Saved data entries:
----------

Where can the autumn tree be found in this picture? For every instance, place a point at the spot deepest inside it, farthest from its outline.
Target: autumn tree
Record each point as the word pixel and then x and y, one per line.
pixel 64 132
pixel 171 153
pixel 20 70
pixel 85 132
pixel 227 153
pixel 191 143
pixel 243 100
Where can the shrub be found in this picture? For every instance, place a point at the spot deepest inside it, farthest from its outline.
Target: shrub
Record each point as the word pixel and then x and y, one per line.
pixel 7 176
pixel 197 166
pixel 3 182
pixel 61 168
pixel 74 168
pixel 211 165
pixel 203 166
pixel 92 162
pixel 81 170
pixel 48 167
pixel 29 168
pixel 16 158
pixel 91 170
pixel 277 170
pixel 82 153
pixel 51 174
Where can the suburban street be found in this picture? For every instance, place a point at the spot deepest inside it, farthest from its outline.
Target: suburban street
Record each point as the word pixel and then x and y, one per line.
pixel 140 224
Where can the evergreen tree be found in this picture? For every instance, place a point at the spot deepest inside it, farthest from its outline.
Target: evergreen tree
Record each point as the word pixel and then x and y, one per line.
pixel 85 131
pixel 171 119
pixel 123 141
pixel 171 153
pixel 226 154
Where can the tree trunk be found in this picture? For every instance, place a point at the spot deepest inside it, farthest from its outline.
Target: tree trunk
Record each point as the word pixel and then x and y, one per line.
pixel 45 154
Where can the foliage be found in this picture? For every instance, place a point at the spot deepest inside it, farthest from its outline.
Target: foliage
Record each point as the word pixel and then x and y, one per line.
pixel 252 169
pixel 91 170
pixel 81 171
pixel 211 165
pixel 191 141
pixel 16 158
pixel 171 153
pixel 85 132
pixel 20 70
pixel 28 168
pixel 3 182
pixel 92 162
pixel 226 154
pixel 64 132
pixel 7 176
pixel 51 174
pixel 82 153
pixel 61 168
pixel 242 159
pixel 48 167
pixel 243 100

----------

What is being asked:
Answer with a single number: the count of lines in the records that contain "place".

Result of the exercise:
6